#### EXERCISE BRIEF:
Nothing should be left out when you copy the entries below.

#### DATA TO EXAMINE:
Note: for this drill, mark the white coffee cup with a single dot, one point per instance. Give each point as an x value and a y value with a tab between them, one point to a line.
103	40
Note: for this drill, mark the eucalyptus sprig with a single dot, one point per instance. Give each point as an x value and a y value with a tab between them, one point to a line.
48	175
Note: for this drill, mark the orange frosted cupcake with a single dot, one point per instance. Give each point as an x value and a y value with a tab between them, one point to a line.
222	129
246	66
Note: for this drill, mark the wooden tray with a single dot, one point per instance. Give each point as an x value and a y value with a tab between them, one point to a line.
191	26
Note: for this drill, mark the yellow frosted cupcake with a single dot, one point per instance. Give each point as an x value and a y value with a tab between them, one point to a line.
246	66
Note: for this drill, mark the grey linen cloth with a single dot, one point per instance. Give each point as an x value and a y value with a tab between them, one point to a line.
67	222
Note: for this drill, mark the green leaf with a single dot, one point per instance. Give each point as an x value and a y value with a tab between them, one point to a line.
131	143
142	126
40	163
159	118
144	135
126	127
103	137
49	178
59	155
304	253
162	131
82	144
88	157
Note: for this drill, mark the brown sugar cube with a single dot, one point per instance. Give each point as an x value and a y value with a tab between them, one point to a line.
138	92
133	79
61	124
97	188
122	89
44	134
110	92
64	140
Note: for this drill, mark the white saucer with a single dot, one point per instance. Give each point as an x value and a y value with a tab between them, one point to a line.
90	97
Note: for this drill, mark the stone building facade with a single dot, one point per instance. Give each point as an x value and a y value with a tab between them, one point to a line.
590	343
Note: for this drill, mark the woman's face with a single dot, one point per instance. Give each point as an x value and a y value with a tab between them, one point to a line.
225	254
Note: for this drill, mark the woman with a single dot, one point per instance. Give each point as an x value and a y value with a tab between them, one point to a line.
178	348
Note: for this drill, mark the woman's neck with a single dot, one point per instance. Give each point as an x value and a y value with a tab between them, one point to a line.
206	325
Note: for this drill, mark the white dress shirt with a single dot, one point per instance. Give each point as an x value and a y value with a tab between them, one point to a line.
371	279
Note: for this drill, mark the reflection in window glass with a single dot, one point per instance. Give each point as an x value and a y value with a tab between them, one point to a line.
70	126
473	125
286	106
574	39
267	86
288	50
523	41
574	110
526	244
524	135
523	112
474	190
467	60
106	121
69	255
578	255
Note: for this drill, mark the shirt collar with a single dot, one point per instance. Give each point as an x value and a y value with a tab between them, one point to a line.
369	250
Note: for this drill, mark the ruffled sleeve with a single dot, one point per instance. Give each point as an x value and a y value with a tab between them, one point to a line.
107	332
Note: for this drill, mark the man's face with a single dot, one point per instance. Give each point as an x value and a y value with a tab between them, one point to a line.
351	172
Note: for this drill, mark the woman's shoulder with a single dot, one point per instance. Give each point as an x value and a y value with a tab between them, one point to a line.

#### TASK OUTPUT:
Note: for this drill, mark the white coffee cup with a single dot, one point per instance. Give each point as an x value and a y value with a tab between them, one point to a line.
103	40
Note: for this drill, mark the eucalyptus sprig with a single dot, one point per instance. Give each point as an x value and a y value with a tab between them, one point to a line.
48	175
Note: for this drill, mark the orange frosted cupcake with a single dot, one point per instance. Give each point as an x value and a y value with a tab between them, one point to a line.
222	129
246	66
Note: for this drill, mark the wooden tray with a single dot, one point per instance. Give each point as an x value and a y value with a tab between them, one point to a line.
191	26
Note: for this drill, mark the yellow frosted cupcake with a single dot, one point per instance. Give each point as an x value and a y value with a tab between them, one point to a line.
246	66
Note: for this drill, mark the grey linen cloth with a single dot, one point per instance. Give each point as an x value and a y value with a tab between them, one point to a line.
67	222
Note: for this drill, mark the green leaf with a single dot, one point per instance. Give each point as an x value and a y value with a tab between them, one point to a line.
131	143
142	126
40	163
159	118
144	135
126	127
103	137
49	178
59	155
304	253
162	131
82	144
88	157
Note: for this drill, mark the brown sugar cube with a single dot, one point per instance. Give each point as an x value and a y value with a tab between them, one point to a line.
138	92
133	79
61	124
97	188
122	89
44	134
110	92
64	140
Note: for this drill, mark the white saucer with a single dot, one point per instance. Give each point as an x value and a y value with a tab between them, one point to a line.
90	97
Note: for this drill, mark the stone building facade with a single dot, one point per instance. Give each point as an x value and a y value with a tab between them, one point to a line.
590	343
Note: for this drill, mark the woman's face with a single dot, one point per instance. Give each point as an x value and a y value with a tab between them, one point to a line.
225	254
Note: for this drill, mark the woman with a single dot, one point per instance. Give each point as an x value and a y value with a tab between them, one point to a line.
178	348
Note: for this drill, mark the woman's neck with a single dot, one point per instance. Give each point as an x value and a y value with a tab between them, one point to a line.
206	325
Note: for this drill, mark the white dress shirt with a single dot, one point per instance. Give each point as an x value and a y value with a tab between them, one point to a line.
371	279
Note: for this drill, mark the reflection in window glass with a single dot, one point per instance. Give each point as an x value and a y value with a tab between them, one point to a line.
70	126
473	125
286	106
574	39
267	86
288	50
523	41
574	110
526	244
524	135
523	112
474	190
467	60
106	121
69	255
578	255
Note: for this drill, mark the shirt collar with a single dot, one point per instance. Give each point as an x value and a y value with a tab between them, one point to a line.
369	250
Note: for this drill, mark the ruffled sleeve with a single dot, one point per instance. Give each point as an x value and a y value with a tab between them, one point to a line.
107	332
Note: for this drill, mark the man's face with a single dot, one point per instance. Give each point as an x value and a y value with a tab between them, one point to a line.
351	172
Note: for this drill, mark the woman's shoulder with a single dot, one point per instance. Give each point as an x value and a y value with a tab between them, one point to a line.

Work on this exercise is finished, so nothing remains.